### Exercise objective
To complete this task, print all the data below exactly but leave out the images.

### Dataset extract
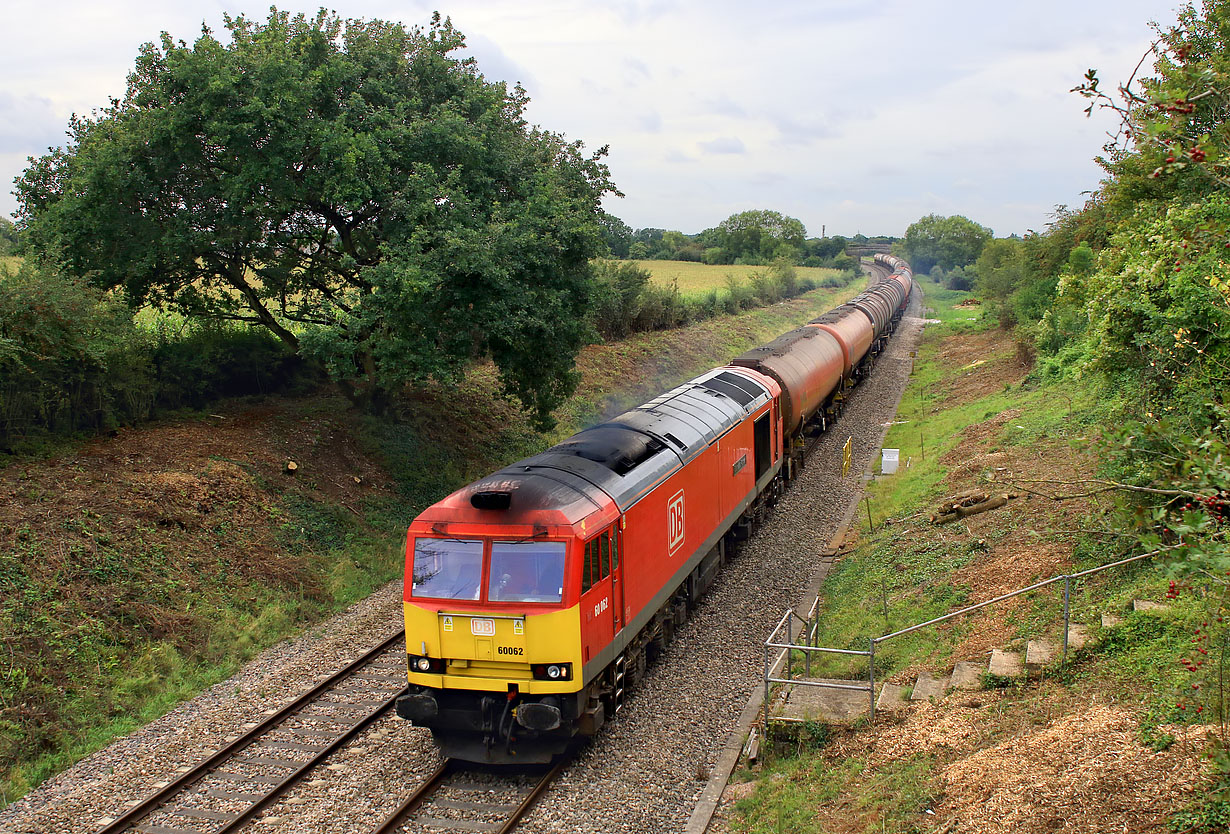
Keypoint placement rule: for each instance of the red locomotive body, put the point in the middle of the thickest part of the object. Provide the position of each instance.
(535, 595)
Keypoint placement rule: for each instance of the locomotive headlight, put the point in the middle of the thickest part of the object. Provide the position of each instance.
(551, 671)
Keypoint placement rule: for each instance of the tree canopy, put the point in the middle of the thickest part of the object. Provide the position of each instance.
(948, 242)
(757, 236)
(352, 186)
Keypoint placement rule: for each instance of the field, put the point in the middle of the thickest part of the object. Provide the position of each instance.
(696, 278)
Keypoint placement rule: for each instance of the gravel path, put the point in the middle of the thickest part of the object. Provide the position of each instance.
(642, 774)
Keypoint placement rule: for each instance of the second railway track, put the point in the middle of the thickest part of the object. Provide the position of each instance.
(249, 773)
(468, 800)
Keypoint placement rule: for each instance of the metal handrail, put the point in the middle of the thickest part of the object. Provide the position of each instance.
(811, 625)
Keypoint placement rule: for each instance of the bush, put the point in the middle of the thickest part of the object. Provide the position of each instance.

### Solved exercise
Keypoint placement rule: for each instance of the red locomotive body, put the point in the middle of the thickest part of the object. Provide the position of each instance.
(535, 595)
Keypoint placement rule: for each instance of the locomotive headlight, put the point in the middle of the thickest part of the object. Provide the position of each instance.
(551, 671)
Keypoint placement rule: for each instance of the tree canopy, put the point in the middle of the thickest part of the object. Provide the position of each instance.
(948, 242)
(757, 236)
(352, 186)
Keypoint placement rule: for each instance of the field, put the point in the middle of the thickest part of the object. Provide the position of each instance.
(696, 278)
Keypoint placement rule: for each instance of the gravel path, put the point in the middle of the thickest part of the object. Provide the position of each instance.
(642, 774)
Keypoint placement rule: for each instance of the second railway track, put the point in the middle of the thickest part of the object. Provide the position of each instance.
(249, 773)
(468, 800)
Keypoint placement rule: for each instance of the metal handrail, put the point in the middle of the thickest part of the object. Provide the position of each instance.
(811, 625)
Keypoint placement rule: for each instance of the bush, put the point in the middle of the thickest part of the object. Provide the position of each instance.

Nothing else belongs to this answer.